# [ASSIGNMENT]
Your answer should be only the lines below from the one with "Query: orange sky" to the one with "Query: power line", repeated exactly, ends included.

# [DATA SECTION]
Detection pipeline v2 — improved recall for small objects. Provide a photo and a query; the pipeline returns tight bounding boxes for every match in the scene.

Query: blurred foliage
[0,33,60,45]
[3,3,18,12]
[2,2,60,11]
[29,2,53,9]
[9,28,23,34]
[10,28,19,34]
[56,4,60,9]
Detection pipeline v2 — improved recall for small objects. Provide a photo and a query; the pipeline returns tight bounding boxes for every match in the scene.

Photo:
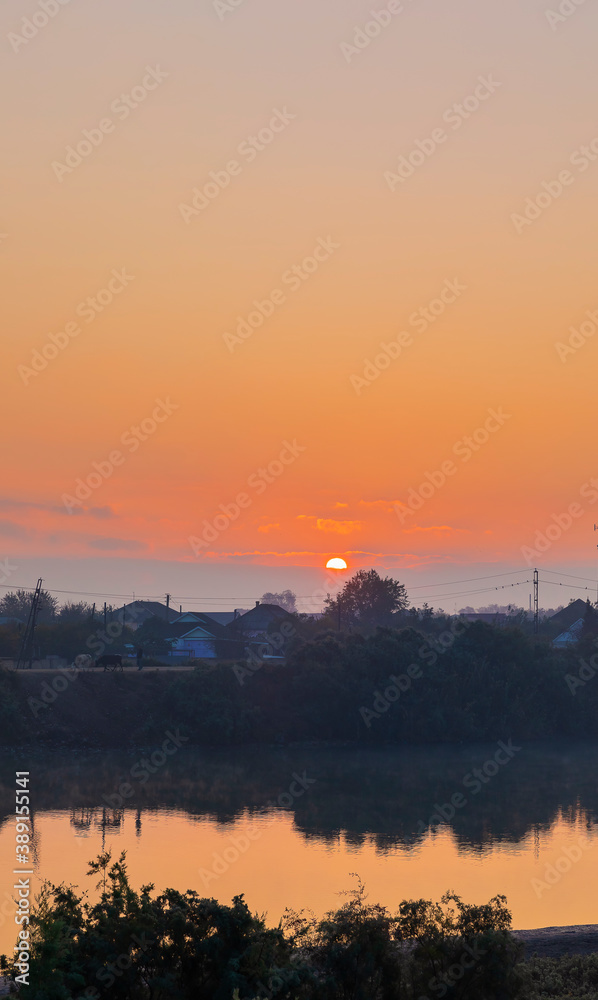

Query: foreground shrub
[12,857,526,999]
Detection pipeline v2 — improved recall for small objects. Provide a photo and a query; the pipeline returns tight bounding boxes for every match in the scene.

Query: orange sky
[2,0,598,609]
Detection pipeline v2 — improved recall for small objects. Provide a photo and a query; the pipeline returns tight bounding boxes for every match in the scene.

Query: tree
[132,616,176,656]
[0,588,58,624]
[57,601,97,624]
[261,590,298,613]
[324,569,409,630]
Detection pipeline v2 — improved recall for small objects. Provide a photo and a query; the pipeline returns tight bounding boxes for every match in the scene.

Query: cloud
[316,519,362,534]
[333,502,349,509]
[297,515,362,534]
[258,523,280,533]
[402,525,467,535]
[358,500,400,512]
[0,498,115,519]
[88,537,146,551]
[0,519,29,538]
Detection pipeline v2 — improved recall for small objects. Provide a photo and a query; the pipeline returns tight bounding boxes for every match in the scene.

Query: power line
...
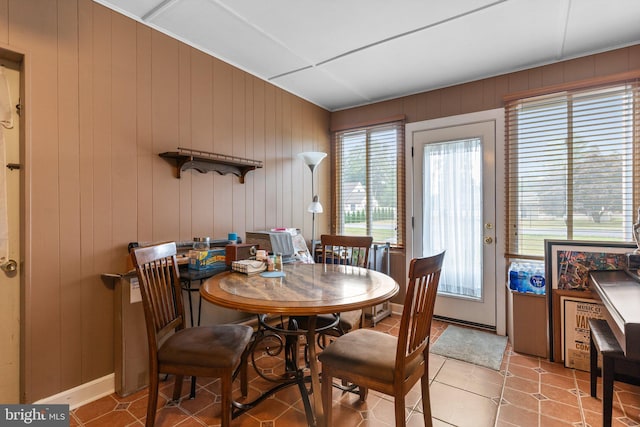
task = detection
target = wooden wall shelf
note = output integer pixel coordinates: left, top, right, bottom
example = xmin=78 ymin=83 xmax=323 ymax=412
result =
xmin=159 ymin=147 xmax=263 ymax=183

# [ANSWER SPACE]
Query: orange sky
[2,0,598,609]
Detection pipeline v2 — improved recall for small objects. Provide a photo and a query; the pipeline returns tight bounding boxes for every match in the scene.

Query: tree
[132,616,176,656]
[0,588,58,624]
[57,601,97,624]
[261,590,298,613]
[324,569,409,630]
Detection pipeline v2 — improved recall for small objects. Provide a photo and a query; the pipeline returns tight bounding boxes for every match in the scene.

Query: cloud
[316,519,362,534]
[333,502,349,509]
[297,515,362,534]
[258,523,280,533]
[402,525,467,535]
[358,500,400,512]
[0,498,115,519]
[88,537,146,551]
[0,519,29,538]
Detection pipeline v2 — improved recall for small objects. Provide a photo and a query; the pipeline returns tight bounding boxes for every match in the scene.

Query: power line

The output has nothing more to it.